## Problem description
Count the rows that contain the word "below", and give only the number.

## Stored records

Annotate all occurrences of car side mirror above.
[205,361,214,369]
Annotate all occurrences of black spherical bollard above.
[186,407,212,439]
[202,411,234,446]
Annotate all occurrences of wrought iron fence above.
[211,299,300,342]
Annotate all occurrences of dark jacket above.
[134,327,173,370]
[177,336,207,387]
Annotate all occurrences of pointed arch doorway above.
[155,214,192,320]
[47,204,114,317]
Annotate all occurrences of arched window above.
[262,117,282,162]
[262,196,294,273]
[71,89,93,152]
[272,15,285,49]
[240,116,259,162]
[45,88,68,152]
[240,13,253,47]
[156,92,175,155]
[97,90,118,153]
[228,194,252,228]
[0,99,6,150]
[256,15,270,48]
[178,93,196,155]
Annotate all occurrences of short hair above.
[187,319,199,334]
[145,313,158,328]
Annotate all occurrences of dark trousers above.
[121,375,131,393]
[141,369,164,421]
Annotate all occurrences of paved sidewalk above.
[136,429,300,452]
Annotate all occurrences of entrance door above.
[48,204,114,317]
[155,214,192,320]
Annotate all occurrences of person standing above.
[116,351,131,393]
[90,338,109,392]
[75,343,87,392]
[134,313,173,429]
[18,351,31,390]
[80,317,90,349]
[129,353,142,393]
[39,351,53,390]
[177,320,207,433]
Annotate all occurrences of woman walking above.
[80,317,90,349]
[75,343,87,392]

---

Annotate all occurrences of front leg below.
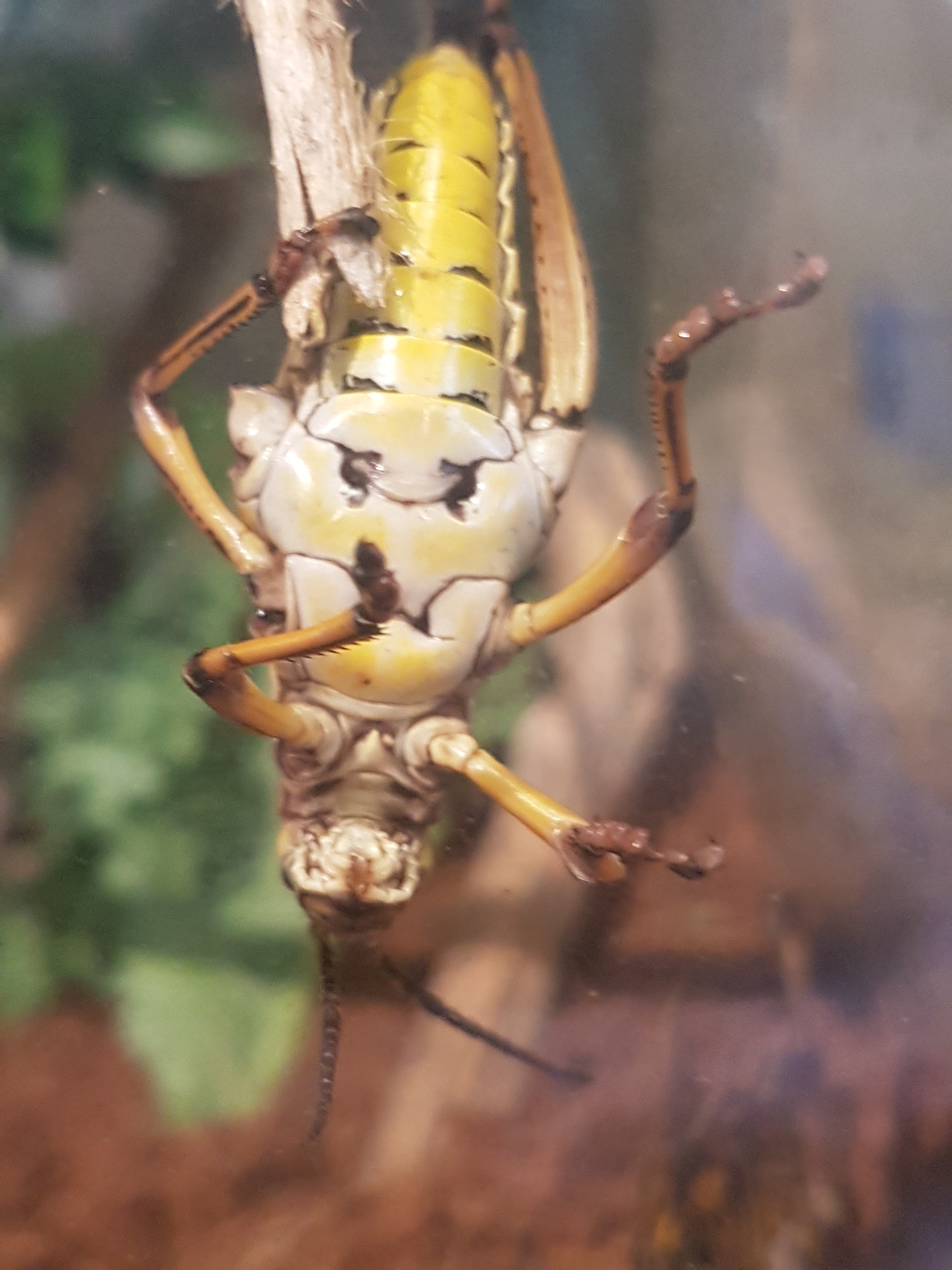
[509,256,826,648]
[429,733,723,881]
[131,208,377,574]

--

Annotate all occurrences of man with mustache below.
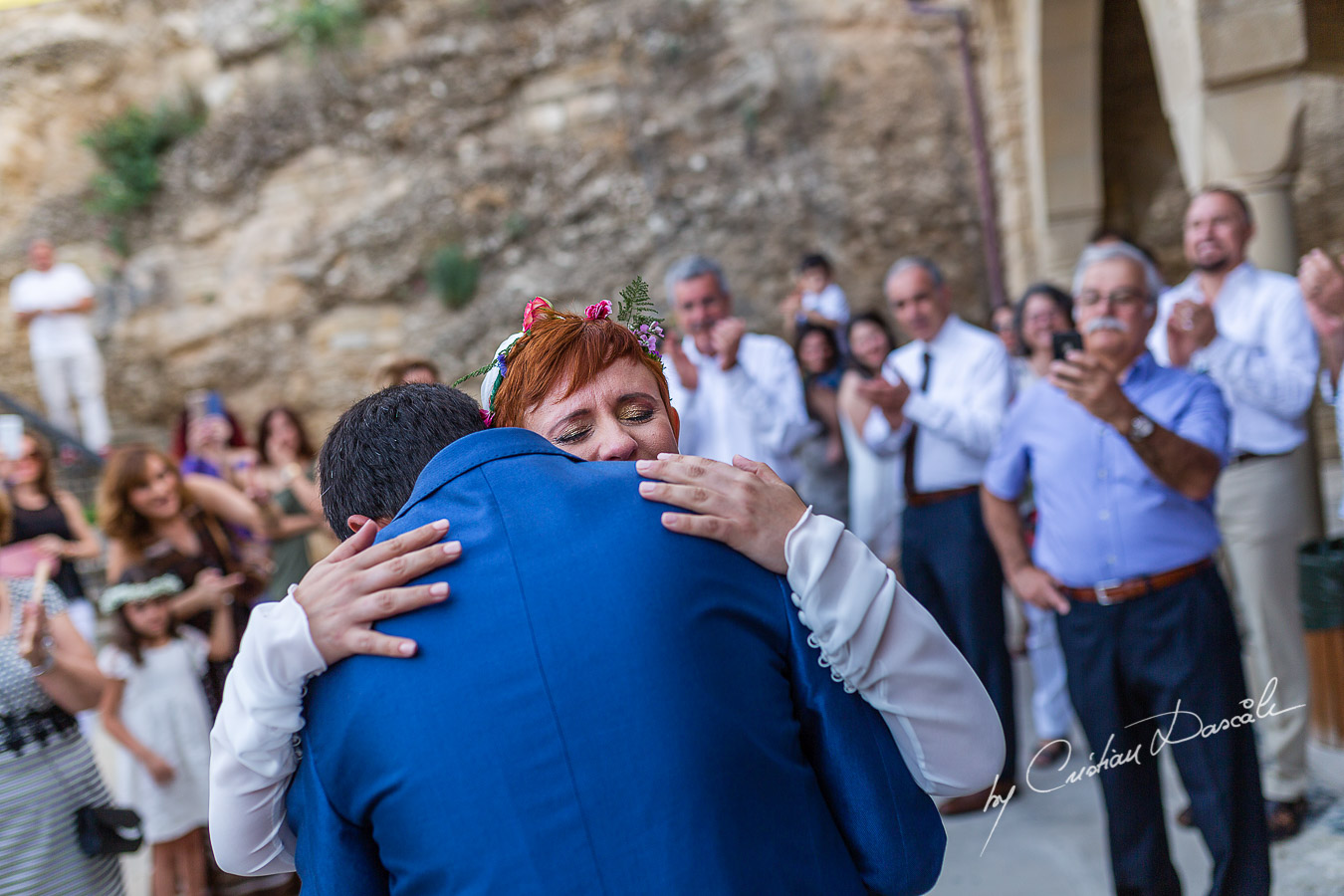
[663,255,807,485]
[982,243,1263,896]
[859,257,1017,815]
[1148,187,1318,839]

## Exercise result
2